*Exercise description*
Locate each line in the entries below that contains the word "concrete", and copy those lines out.

*Extracted data*
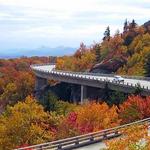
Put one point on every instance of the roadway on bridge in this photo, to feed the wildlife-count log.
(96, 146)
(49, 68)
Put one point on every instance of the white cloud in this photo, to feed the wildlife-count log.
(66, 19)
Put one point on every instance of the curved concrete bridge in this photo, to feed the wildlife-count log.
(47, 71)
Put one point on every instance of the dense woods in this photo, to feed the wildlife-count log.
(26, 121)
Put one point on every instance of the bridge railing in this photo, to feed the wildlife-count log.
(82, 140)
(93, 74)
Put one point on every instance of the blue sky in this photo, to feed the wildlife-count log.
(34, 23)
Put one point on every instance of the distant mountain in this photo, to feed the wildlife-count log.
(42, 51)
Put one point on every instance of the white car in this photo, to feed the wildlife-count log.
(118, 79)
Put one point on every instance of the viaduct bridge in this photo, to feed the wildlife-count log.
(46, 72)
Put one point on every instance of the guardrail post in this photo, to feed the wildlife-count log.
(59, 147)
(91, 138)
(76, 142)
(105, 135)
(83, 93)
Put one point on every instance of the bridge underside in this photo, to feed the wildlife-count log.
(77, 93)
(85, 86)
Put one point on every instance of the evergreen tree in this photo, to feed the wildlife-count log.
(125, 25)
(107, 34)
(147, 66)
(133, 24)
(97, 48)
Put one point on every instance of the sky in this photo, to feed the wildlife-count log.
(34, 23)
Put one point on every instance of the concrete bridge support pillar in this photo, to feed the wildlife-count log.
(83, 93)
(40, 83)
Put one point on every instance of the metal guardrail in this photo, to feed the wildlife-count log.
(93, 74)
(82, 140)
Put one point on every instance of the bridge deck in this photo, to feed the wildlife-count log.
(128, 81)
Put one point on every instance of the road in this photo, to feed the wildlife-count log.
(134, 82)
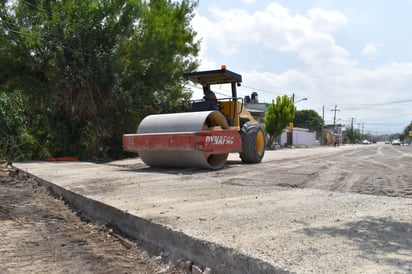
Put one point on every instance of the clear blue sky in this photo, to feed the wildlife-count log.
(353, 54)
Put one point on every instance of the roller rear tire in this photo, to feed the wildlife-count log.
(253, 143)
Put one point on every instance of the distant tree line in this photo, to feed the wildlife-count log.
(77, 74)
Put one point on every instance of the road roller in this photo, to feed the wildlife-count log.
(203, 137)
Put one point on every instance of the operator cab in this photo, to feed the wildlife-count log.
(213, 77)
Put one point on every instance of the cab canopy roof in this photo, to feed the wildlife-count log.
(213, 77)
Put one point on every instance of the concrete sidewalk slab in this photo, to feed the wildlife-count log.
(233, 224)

...

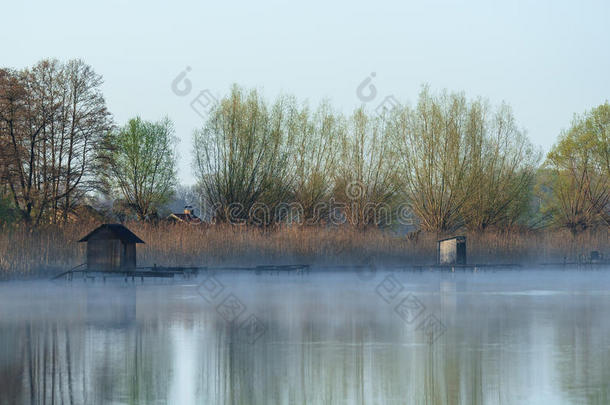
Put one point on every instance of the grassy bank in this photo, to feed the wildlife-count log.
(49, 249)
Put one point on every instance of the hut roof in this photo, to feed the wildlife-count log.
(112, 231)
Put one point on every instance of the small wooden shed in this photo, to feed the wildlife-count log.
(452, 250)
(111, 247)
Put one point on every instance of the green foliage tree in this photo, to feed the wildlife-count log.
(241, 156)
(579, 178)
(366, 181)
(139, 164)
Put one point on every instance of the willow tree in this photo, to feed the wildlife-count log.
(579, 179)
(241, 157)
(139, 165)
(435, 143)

*The reply*
Put one point on every instance of the curved concrete bridge in this photo, to feed the wildlife-count log.
Put one point on every instance of the concrete bridge support pillar in this photo, to feed the wildlife-count log.
Put one point on every instance of the concrete sidewalk slab in this photo, to feed the wildlife-count log.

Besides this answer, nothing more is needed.